AIM OF THE EXERCISE: Pick up the review of the novel Illuminae after its last sentence and keep writing it.

“He presses the triggers. And like roses in his hands, death blooms.”
In the year is 2575, Kady Grant thought her biggest problem was facing her recently dumped ex. Until her planet Kerenza IV is attacked by a rival corporation, and then it’s a race to escape on the evacuating fleet. However safety isn’t so easy, the enemy dreadnought the Lincoln is on their tail and gain fast, meaning it’s a deadly countdown until the fleet is caught. The last thing they need is anymore problems. But when one of the ships is destroyed and the Lincoln is nowhere to be found, the real trouble is only beginning.
Determined to find out what is really going on, Kady finds herself hacking into the fleets’ databases to discover the truth that no one will admit. Yet some answers are just out of her reach, and the only person who can help is the last person she wants to speak to, her ex, Ezra Mason. Desperate times call for desperate measures.
Spoilers… no hacking necessary.
Illuminae is the first book I have added to the Favourite shelf of my Goodreads since A Darker Shade of Magic by V. E. Schwab, and I do not add books to it lightly. It is reserved purely for books that I cannot put down, ones that blow me away with marvellous plot and excellent writing, who’s characters have a permanent hold on my heart. I don’t know what I was expecting of this series, I knew it was highly acclaimed by many people, and I love a bit of Science-Fiction, but I wasn’t ready for the ride each book took me on.
So I was actually going to start my review on a different point but it was so hard not to mention the format. It was unlike anything I had ever read. To be honest the only thing I can think of that is anything like this is The Princess Diaries, and that’s only because its a diary; otherwise they are as different as chalk and cheese. Told in something similar to an epistolary novel, both books are filled with interviews, chat-room conversations, audio and visual transcripts, and AIDAN’s own personal data files. It is a style so original to me that it immediately stands out as one I am unlike to forget. Though it did originally take me about 100 pages to get to grips with reading this style and remembering all the key information, it’s story gripped me so much I had to push through this initial problem. It’s so unique and beautiful that a physical copy of the series is a must.
There was so many uncertain components that I was never sure what was going to happen. Never. The twists were so unexpected and exciting, but not unnecessary. At the start of Illuminae I had so many questions, to be honest I was rather confused – there was a lot of terms I didn’t understand (spacey ones), and it throws you into the middle of the conflict. And I mean the middle. Kady and Ezra are both being questioned about the day of the BeiTech attack and the action starts instantly. The format helps to keep key pieces of information and plot points from us until necessary, as all the data the Illuminae Group have collected is arranged chronologically. The main characters are also in the dark about so many different things that we are kept there too, it helped keep me connected to the characters. It is the same with Gemina too, the Illuminae Group are hiding things right till the end for a reason, and it keeps you on the edge of your seat all the way through. Who’s dead? Who’s the enemy? What can you believe? I’m still not entirely sure and I love it.

DATA TO EXAMINE:

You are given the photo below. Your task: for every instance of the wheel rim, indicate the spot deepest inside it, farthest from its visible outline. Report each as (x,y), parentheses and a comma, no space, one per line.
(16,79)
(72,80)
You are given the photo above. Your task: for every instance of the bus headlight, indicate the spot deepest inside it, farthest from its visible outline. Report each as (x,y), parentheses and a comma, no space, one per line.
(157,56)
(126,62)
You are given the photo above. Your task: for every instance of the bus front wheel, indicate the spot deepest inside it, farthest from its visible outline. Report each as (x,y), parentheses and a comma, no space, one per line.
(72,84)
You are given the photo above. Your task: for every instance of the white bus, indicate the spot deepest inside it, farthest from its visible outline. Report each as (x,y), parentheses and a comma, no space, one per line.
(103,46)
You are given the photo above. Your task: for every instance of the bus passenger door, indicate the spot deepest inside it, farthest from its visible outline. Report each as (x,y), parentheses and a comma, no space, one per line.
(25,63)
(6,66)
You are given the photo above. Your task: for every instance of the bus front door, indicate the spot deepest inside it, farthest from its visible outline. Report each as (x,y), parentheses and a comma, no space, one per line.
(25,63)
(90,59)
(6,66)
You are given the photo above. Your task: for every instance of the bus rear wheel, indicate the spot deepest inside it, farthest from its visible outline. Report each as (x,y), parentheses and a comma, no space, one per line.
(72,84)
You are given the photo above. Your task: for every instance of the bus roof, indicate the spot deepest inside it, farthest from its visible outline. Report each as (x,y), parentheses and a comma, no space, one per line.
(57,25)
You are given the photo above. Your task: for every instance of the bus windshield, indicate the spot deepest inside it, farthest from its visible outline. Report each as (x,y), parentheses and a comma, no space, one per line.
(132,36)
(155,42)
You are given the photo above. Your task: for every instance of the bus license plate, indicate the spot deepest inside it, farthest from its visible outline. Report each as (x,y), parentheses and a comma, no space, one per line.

TASK ANSWER:
Even though we do not exclusively follow a point of view in the traditional sense, once I knew the characters I did not feel detached from them, which could have been a major problem in a book of this style. Kady grew on me slowly, her harsh edges and ‘I-don’t-care’ demeanour takes a moment of getting used to, but she’s so smart, caring and snarky that it’s hard not to care by the end. I was gutted to find out that Gemina focused on different characters living on Jump Station Hemidall, the intended destination of Kady and Ezra’s ship. However, both Hanna and Nik are excellent characters and totally different from the leads in Illuminae. Every person in this series so far is interesting and flawed, they are human and have genuine human reactions to the events that surround them. They are not destined to save the world, they are people trying to do the right thing.
I can’t talk about these books without quickly mentioning how unprepared I was for the horrors of the deadly virus in Illuminae, and the creepy parasitic alien worms in Gemina. These two plot points add such a uncontrollable danger to the books, and the writing when describing these scenes… I’m pretty sure I’ll be scarred forever. They were so vivid and, frankly, terrifying, that I had to look away a few times.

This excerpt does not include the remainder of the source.